These crafts look great because no child made them.

These crafts look great because no child made them.

Yesterday marks the first official day of summer and that means making plans to survive the hotter months. It was also Father’s Day – (a huge happy Father’s Day to my dear dad who reads my blog, love ya tons Daddy!).

As much as I’d love to say I’ve got it all figured it out for this year, I don’t. Because of year-round school my kiddos only get a three-week break, which isn’t much compared to traditional, but sometimes still seems like forever.

I want to make those three weeks count and not have it turn into another lost opportunity.

The more ambitious part of me wants to plan crafts and activities for each day and be super active. I’ll teach them new skills like crochet and beading. We’ll work out in the garden and grow fun food. We’ll visit museums and go swimming. It sounds fun, and exhausting.

Point localization data
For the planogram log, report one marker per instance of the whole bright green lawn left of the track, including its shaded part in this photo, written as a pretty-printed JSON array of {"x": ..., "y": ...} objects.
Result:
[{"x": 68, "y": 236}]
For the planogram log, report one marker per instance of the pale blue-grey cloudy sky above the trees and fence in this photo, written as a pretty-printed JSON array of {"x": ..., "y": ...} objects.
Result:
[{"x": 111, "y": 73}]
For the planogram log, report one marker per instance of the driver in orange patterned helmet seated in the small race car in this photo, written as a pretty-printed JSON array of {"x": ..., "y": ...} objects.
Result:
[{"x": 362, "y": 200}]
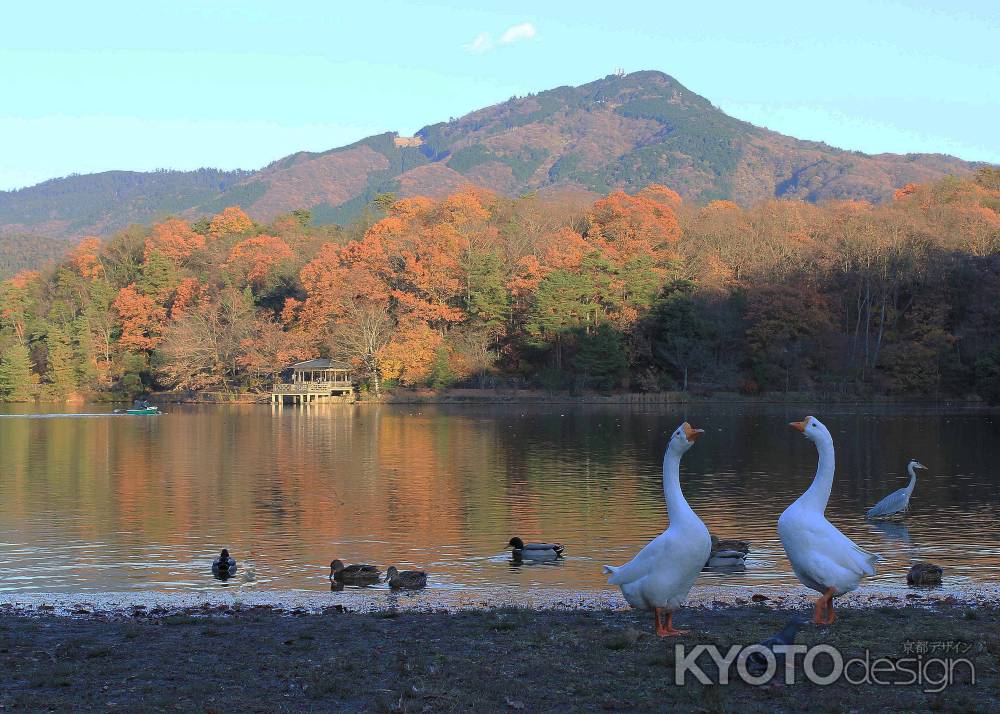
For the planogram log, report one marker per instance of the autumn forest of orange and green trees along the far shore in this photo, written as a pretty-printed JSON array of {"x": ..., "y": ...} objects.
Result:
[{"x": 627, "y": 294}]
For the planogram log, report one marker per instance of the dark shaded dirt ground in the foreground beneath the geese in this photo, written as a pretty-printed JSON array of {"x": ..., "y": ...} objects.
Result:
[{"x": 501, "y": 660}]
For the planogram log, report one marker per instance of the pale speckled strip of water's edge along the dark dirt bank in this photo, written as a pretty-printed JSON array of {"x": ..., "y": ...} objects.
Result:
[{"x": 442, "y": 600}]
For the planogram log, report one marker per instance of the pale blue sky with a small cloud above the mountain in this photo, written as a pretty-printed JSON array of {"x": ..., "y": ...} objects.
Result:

> [PROBLEM]: Please quote the part of the summer-break excerpt that opens with the words "As much as I’d" and closes with "fun, and exhausting.". Rely on the summer-break excerpt alone.

> [ANSWER SPACE]:
As much as I’d love to say I’ve got it all figured it out for this year, I don’t. Because of year-round school my kiddos only get a three-week break, which isn’t much compared to traditional, but sometimes still seems like forever.

I want to make those three weeks count and not have it turn into another lost opportunity.

The more ambitious part of me wants to plan crafts and activities for each day and be super active. I’ll teach them new skills like crochet and beading. We’ll work out in the garden and grow fun food. We’ll visit museums and go swimming. It sounds fun, and exhausting.